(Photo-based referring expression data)
• • •

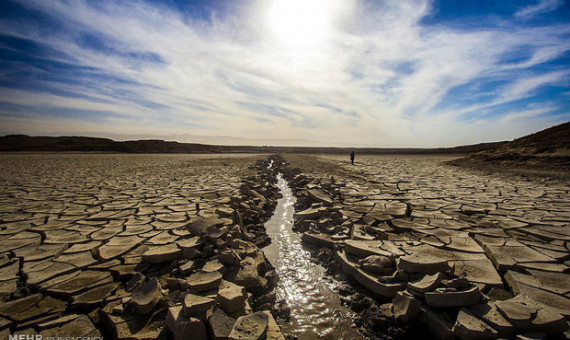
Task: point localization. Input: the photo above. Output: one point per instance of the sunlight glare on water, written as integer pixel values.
(316, 312)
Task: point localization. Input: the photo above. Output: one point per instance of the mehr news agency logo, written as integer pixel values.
(40, 337)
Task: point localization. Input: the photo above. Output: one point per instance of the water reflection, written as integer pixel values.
(316, 312)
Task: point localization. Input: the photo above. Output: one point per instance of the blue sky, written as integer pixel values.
(314, 72)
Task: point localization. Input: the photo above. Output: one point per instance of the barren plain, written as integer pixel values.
(149, 246)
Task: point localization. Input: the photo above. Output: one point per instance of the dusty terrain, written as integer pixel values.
(149, 246)
(468, 255)
(133, 246)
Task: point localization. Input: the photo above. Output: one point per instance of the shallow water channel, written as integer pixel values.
(316, 312)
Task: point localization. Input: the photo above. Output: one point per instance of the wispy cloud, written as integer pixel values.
(543, 6)
(380, 77)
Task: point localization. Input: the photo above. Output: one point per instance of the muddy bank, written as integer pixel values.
(436, 265)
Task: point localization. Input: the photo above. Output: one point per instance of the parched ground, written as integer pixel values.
(508, 235)
(73, 225)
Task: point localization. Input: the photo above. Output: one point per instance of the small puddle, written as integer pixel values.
(316, 312)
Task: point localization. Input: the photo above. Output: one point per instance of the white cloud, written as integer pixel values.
(543, 6)
(377, 79)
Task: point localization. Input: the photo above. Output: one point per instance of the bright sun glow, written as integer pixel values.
(301, 22)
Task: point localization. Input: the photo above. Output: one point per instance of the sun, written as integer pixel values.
(300, 22)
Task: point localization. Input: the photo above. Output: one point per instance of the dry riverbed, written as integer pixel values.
(466, 255)
(168, 246)
(135, 246)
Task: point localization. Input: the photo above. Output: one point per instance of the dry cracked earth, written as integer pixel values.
(168, 246)
(470, 256)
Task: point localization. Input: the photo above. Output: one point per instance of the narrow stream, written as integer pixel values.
(316, 312)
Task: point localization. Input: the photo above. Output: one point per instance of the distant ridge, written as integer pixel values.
(24, 143)
(553, 142)
(545, 153)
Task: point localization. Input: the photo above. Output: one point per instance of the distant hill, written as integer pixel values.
(23, 143)
(553, 142)
(545, 153)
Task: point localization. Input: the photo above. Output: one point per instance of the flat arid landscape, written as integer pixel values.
(284, 170)
(140, 246)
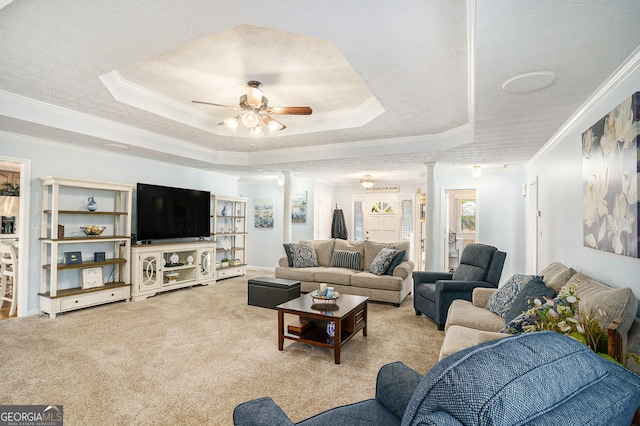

• • •

# TASK DIRECTIONS
Beginning at the line with "hill, written as integer pixel values.", reproduce word for word each line through the last line of the records. Include both ends but no pictures.

# PROBLEM SOLUTION
Task: point localization. Input: the photo above. Output: one point per instance of the distant hill, written as integer pixel values.
(23, 143)
(553, 142)
(545, 153)
Task: point localization. Input: the photo above. Output: one point per instance of the flat arid landscape, written as integer pixel values.
(284, 170)
(140, 246)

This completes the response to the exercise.